### TASK BRIEF
Only a number is wanted here: how many lines in the records below contain the string "cloud".

╭─ GIVEN ENTRIES

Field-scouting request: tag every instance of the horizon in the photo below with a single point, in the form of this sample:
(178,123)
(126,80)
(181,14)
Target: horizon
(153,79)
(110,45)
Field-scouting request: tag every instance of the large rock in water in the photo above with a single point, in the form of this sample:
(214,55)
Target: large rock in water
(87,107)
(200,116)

╰─
╭─ GIVEN ENTRIES

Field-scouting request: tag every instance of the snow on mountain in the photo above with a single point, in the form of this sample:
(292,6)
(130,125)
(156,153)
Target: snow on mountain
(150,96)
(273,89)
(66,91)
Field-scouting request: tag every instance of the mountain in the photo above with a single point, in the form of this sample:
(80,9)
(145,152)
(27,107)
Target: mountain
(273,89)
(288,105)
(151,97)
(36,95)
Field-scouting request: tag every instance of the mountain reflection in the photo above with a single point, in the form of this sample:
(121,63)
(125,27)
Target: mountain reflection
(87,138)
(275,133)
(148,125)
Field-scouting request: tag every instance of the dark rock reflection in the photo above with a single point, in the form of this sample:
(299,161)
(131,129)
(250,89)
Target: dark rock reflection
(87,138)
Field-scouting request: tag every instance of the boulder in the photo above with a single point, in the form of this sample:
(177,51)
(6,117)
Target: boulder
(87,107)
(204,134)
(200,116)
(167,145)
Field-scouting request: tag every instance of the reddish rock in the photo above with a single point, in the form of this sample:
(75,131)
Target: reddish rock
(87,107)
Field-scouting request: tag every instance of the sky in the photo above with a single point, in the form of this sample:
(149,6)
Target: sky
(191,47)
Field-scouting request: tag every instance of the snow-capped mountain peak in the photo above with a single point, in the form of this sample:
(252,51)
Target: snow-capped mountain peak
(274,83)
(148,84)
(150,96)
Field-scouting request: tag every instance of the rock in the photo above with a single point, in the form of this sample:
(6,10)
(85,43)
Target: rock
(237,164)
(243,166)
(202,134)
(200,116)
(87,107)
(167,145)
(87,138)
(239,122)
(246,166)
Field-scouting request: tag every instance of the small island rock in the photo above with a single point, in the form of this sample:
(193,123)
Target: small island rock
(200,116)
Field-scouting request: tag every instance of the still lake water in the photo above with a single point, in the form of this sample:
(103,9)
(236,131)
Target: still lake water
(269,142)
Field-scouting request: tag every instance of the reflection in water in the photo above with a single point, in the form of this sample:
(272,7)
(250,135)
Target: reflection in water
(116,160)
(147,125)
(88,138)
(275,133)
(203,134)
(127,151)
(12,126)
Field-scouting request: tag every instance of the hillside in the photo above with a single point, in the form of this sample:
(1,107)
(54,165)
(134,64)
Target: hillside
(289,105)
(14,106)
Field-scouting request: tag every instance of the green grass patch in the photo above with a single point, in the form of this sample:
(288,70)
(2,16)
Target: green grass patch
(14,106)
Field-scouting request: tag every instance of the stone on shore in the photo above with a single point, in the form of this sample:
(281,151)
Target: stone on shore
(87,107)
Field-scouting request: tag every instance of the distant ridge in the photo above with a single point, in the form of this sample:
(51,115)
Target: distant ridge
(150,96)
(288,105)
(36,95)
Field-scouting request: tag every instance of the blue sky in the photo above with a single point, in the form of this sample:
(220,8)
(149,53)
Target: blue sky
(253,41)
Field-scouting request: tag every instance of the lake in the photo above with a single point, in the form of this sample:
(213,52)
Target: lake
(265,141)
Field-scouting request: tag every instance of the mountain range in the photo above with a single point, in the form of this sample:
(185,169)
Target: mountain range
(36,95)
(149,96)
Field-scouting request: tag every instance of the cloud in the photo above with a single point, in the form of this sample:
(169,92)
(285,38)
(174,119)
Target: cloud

╰─

### REPLY TO THE EXERCISE
2